*** Фрагмент документа

Антиномии, возникающие в языке, как правило, оцениваются как принципиально дискретные образования, поскольку речь в них идет об определенной словесной конструкции, с трудом могущей претендовать на адекватное выражение непрерывности мыслительного процесса. Однако в реальном языковом пространстве это «неудобство» редко является камнем преткновения, принципиально непреодолимой ступенью. Подтверждение этому мы находим в конкретных лингвистических исследованиях, для которых «языковая игра» с антиномическими проблемами оказывается весьма продуктивным элементом смыслообразования и смыслопорождения.

В знаменитой «Логике Пор-Рояля» приведены рассуждения, основанные на том, что дилемма - это «сложное умозаключение, в котором, разделив некое целое на части, утвердительно или отрицательно заключают о целом то, что заключили о каждой части» 10. Языковые коннотации, возникающие в этом случае, носят антиномический характер и свидетельствуют, скорее, о дискретных особенностях языка, чем о процессуальной его природе. Например, в аристотелевском примере из «Риторики» («Рит.» II, 23-24) говорится: если будешь поступать правильно, обидишь людей; если будешь поступать неправильно, оскорбишь богов. Следовательно, не должно вмешиваться в государственные дела. Но с другой стороны: если будешь руководствоваться извращенными человеческими законами, угодишь людям; если соблюдать подлинную справедливость - будешь угоден богам. Следовательно, надо вмешиваться в общественные дела 11.

******

Рабочее задание :: Продолжите фрагмент об антиномиях в языке, начав сразу после его последнего предложения.

*** Входные данные

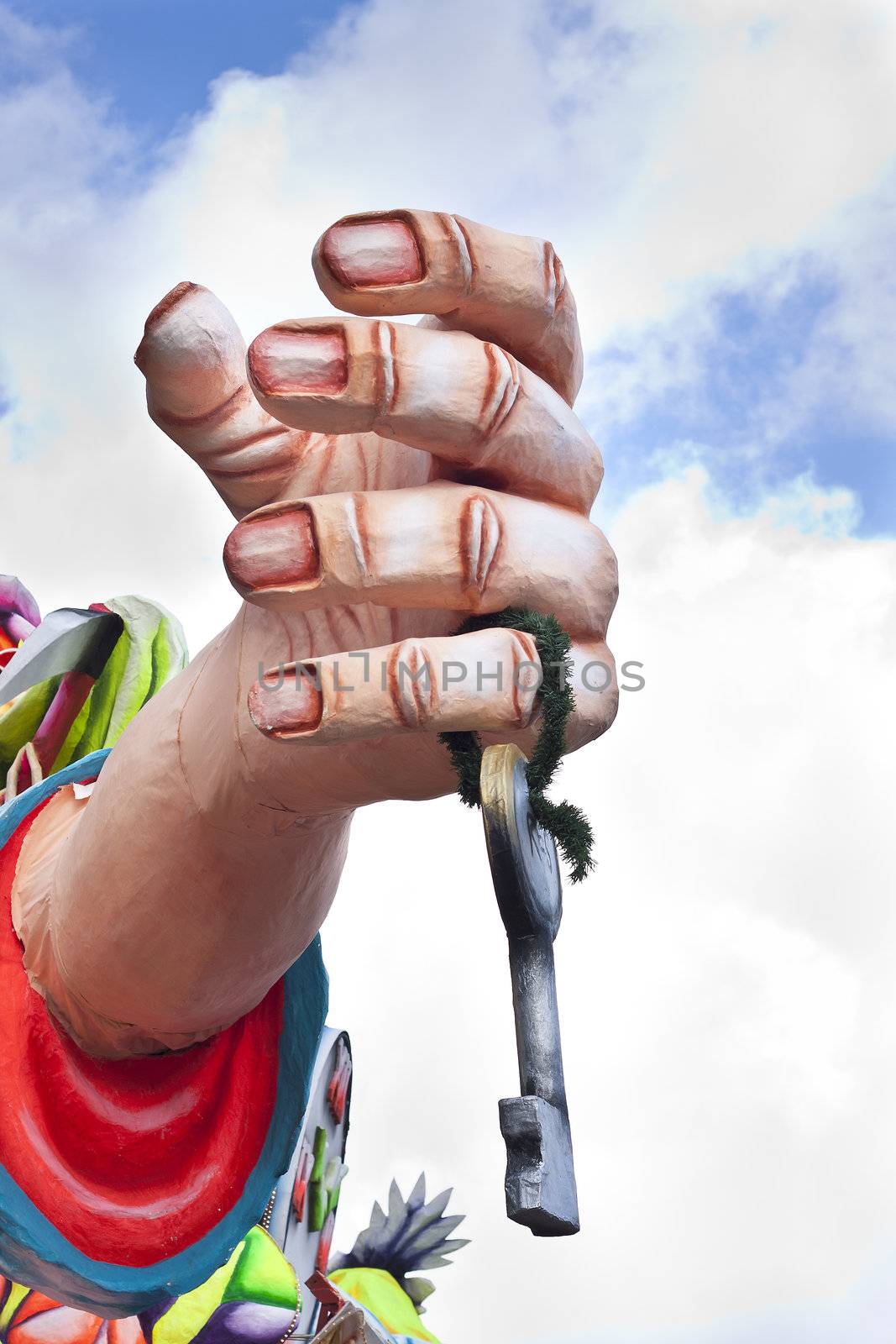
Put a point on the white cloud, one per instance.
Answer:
(727, 976)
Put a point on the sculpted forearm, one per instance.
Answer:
(181, 890)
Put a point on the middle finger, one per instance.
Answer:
(465, 401)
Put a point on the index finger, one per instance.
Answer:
(499, 286)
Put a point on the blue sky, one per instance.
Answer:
(155, 62)
(156, 58)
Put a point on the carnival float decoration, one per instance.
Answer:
(410, 501)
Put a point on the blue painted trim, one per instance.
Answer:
(34, 1252)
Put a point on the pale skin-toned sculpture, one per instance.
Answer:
(389, 480)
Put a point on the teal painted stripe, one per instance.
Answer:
(34, 1252)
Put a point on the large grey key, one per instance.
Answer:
(540, 1178)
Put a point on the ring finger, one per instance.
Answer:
(441, 546)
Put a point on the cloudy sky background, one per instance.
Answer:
(720, 181)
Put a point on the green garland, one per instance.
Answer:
(567, 824)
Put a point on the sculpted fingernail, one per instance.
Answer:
(380, 252)
(159, 312)
(284, 362)
(286, 701)
(273, 550)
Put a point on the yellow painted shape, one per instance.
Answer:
(385, 1297)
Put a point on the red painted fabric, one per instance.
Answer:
(132, 1160)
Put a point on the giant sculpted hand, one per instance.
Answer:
(389, 480)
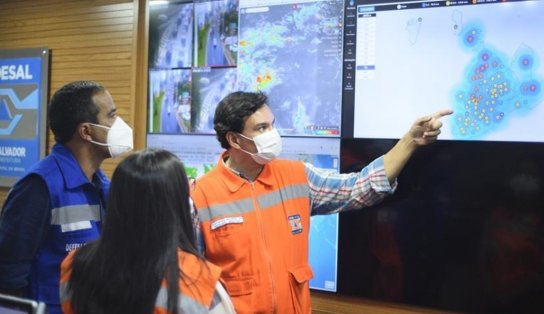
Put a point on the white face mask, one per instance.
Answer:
(268, 146)
(119, 138)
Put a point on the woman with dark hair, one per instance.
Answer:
(146, 260)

******

Ответ на задание ::
Подобного рода затруднения, хорошо известные со времен софистов, послужили одной из причин создания теории семантической информации, основные контуры которой были очерчены К. Поппером в 30-е годы ХХ в. Ее исходную посылку, как считает Я. Хинтикка, можно охарактеризовать как одну из версий уточнения идеи о том, что «получение информации приравнивается к устранению неопределенности». Во многих ситуациях, а, вероятно, и в большинстве из них, «вполне мыслимо составить исчерпывающий перечень любых различных альтернатив или возможностей, которые могут быть описаны в рамках некоторых средств выражения. В этом случае любое утверждение, сделанное в рамках этих средств, окажется согласующимся с некоторой из таких базисных альтернатив и исключающим другие альтернативы» 12.

Легко заметить, что в обоих приведенных выше рассуждениях (хотя между ними пролегает почти три столетия истории логики) обозначается способ выявления базисных альтернатив, на основе которых возможен продуктивный переход к одному из способов разрешения антиномической ситуации.

Интересно проследить, каким образом парадоксопорождающий дискурс входит непосредственно в современную лингвистику. Для этого обратимся к взглядам классиков языкознания - В. фон Гумбольдта и Ф. де Соссюра.

По Гумбольдту, которого особенно волновала проблема природы языка, получается, что «начиная со своего первого элемента, порождение языка - синтетический процесс, синтетический в том подлинном смысле слова, когда синтез создает нечто такое, что не содержалось ни в одной из сочетающихся частей как таковых» 13. Кроме того, «поскольку синтез… - не качество и даже, собственно, не действие, но поистине ежемгновенно протекающая деятельность, постольку для него не может быть никакого обозначения в самих словах, и уже одна попытка отыскать такое обозначение свидетельствовала бы об ущербности синтетического акта ввиду непонимания его природы. Реальное присутствие синтеза, - продолжает Гумбольдт, - должно обнаруживаться в языке как бы нематериальным образом; мы должны понять, что акт синтеза, словно молния, прежде чем мы это заметим, уже успевает озарить язык и, подобно жару из каких-то неведомых областей, сплавляет друг с другом подлежащие соединению элементы» 14. Процессуальная, «невидимая» природа синтетического акта у Гумбольдта, таким образом, оказывается внутренним стимулом, энергией самопорождения фундаментальных свойств языка.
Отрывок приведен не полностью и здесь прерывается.